**EXERCISE**: What is needed is the run of lines from the one with "Point out the painted" through the close of the data, set down exactly.

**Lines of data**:
● ● ● ● ● ● ●

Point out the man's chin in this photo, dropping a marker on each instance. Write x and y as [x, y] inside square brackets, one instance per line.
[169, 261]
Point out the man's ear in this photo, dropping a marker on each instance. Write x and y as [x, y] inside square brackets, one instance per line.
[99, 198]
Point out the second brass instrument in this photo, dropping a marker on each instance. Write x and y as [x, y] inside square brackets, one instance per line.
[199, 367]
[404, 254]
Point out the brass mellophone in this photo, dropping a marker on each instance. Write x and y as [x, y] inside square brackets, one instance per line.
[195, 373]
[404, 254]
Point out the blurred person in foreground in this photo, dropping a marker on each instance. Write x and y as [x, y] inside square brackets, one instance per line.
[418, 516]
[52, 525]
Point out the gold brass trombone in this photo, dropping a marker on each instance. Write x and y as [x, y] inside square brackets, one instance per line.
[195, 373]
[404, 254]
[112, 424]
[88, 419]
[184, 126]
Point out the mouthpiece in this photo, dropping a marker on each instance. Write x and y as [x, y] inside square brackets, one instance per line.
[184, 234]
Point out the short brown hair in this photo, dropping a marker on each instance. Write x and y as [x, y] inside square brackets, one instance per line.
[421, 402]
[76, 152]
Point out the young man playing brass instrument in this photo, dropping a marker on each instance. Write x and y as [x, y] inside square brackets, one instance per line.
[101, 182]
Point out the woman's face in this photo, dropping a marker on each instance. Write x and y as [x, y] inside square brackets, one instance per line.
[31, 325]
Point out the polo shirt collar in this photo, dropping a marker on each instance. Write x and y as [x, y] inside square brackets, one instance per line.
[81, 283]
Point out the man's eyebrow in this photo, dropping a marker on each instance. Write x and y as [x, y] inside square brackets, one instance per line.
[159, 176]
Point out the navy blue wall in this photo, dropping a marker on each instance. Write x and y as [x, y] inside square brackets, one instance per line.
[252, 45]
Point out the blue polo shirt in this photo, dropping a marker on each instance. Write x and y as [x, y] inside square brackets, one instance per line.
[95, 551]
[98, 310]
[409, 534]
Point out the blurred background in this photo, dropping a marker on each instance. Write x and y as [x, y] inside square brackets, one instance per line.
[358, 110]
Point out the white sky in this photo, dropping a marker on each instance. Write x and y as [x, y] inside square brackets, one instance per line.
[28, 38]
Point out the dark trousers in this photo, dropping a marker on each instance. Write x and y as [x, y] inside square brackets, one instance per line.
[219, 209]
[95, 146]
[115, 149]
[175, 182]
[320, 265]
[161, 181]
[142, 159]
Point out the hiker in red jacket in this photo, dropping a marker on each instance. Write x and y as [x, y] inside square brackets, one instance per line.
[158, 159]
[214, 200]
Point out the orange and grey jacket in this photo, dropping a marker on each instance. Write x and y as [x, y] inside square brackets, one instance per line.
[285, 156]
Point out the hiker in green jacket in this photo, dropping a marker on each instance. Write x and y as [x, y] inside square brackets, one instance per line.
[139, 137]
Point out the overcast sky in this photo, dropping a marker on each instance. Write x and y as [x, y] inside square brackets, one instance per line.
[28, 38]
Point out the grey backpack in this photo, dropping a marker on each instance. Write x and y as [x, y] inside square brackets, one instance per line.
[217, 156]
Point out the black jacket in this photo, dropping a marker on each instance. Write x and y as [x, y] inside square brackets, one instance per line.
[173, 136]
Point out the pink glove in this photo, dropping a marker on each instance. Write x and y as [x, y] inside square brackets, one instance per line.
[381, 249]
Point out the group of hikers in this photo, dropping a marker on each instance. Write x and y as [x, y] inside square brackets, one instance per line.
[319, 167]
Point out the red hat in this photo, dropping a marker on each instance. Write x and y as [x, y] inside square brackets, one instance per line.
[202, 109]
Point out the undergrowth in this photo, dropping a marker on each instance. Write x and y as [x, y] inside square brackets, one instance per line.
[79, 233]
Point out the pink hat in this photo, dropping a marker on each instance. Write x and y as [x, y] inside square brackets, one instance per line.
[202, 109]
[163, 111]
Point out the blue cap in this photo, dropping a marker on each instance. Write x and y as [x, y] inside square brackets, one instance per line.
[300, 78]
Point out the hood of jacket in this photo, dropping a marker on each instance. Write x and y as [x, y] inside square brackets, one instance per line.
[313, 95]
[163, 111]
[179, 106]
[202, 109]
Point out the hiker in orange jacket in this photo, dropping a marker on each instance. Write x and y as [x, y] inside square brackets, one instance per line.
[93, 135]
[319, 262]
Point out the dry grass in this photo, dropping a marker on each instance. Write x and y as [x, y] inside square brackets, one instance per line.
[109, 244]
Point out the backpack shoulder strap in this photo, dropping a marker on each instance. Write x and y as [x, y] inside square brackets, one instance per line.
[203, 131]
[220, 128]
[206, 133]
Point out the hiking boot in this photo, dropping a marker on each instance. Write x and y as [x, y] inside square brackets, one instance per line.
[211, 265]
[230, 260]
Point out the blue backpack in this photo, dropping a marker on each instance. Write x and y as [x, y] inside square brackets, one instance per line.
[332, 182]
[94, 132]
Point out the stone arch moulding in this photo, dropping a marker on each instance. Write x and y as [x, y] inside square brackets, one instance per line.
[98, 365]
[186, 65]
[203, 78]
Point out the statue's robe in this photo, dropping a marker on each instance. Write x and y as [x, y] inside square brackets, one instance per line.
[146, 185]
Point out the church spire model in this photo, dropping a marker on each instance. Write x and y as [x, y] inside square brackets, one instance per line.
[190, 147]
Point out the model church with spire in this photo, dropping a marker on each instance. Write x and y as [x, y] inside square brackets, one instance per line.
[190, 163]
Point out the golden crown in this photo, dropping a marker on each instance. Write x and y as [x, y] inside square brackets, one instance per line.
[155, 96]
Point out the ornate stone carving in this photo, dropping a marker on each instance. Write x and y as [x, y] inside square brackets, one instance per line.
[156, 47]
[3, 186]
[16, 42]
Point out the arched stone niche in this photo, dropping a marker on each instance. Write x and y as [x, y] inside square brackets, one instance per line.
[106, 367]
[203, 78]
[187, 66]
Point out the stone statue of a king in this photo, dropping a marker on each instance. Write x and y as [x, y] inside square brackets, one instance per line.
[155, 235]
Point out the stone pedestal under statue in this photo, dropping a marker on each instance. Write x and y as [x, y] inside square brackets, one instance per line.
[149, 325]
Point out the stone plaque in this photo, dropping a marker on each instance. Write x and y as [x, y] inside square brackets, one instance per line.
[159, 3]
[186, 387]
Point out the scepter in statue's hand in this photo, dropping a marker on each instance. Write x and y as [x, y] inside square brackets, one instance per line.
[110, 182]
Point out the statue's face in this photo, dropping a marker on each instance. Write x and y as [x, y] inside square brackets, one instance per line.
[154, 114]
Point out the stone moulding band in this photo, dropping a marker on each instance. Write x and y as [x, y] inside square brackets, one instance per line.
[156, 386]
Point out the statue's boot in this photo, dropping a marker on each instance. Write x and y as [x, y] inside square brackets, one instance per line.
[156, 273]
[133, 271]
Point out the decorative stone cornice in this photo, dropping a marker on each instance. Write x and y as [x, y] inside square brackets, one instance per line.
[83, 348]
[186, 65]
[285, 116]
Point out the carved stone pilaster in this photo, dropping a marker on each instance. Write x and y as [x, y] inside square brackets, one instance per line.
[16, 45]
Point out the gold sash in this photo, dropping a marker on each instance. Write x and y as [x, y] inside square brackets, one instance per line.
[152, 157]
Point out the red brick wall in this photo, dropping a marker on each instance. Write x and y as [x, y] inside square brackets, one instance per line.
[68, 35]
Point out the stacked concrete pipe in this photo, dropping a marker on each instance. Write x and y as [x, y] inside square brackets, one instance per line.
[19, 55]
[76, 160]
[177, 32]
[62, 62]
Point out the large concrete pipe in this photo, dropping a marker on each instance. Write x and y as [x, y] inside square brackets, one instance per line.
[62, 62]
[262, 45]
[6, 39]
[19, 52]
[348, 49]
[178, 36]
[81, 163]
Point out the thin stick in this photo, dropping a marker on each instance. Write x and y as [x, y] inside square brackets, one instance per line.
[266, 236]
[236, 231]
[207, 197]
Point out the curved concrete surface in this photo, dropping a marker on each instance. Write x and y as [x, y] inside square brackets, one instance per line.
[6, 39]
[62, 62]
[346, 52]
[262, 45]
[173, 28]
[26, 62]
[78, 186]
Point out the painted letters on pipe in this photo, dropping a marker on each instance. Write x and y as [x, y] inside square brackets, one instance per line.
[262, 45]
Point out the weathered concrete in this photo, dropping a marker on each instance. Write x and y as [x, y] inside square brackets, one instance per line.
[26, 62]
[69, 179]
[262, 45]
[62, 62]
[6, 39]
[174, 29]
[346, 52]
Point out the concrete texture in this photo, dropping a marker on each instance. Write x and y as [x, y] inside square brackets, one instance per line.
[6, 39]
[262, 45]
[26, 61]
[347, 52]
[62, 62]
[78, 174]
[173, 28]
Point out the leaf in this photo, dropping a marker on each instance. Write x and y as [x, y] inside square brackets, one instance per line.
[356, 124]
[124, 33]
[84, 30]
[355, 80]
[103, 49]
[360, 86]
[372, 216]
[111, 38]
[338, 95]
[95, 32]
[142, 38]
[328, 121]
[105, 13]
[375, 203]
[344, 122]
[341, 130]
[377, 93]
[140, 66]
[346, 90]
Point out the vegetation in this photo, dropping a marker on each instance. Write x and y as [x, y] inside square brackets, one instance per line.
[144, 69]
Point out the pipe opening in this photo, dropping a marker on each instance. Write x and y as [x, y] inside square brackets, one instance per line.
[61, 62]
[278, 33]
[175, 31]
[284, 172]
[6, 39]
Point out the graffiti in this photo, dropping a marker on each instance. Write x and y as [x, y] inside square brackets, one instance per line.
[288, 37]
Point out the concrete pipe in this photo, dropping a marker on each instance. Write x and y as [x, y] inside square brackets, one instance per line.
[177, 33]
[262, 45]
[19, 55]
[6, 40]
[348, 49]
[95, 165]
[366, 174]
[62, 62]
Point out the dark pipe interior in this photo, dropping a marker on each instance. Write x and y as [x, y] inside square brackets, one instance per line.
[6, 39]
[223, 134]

● ● ● ● ● ● ●

**RESULT**:
Point out the painted letters on pipe in this photo, dropping a marker on each instance. Write x and y as [x, y] inside square brackets, one instance per line.
[262, 45]
Point out the weathered concrete in this photo, dropping a marker on each instance. Write x and y as [x, y] inside square brackets, one instance per line.
[26, 62]
[69, 179]
[262, 45]
[62, 62]
[6, 39]
[174, 29]
[346, 52]
Point out the concrete texture in this photo, dropping a marker on each instance. Write x and y as [x, y] inside square brackets, one instance per line.
[6, 39]
[262, 45]
[26, 61]
[347, 52]
[62, 62]
[78, 174]
[173, 28]
Point out the leaf in this photo, dropping a marker on each instance. Write x and y as [x, y] inside square brackets, one instance per line.
[356, 124]
[124, 33]
[84, 30]
[355, 80]
[103, 49]
[360, 86]
[372, 216]
[111, 38]
[338, 95]
[95, 32]
[142, 38]
[328, 121]
[105, 13]
[375, 203]
[344, 122]
[341, 130]
[377, 93]
[140, 66]
[346, 90]
Point out the vegetation in this photo, dropping a marker on each instance. Write x and y as [x, y] inside square brackets, one instance per line.
[144, 69]
Point out the pipe opening in this photo, dropping a marker on each instance. Write x and y as [x, y] inside square brackets, one instance per line.
[61, 62]
[278, 33]
[175, 31]
[284, 172]
[6, 39]
Point out the graffiti in this photo, dropping a marker on each instance. Write x and y as [x, y] inside square brackets, one instance per line.
[288, 37]
Point out the concrete pipe in this photo, dropping a marker on each instance. Write x and y as [x, y] inside square brackets, one instance per line.
[177, 33]
[262, 45]
[19, 55]
[6, 40]
[348, 49]
[95, 165]
[366, 174]
[62, 62]
Point out the dark pipe interior in this photo, dropping a marker on each instance. Write x and y as [x, y] inside square brackets, one instance per line.
[6, 39]
[223, 134]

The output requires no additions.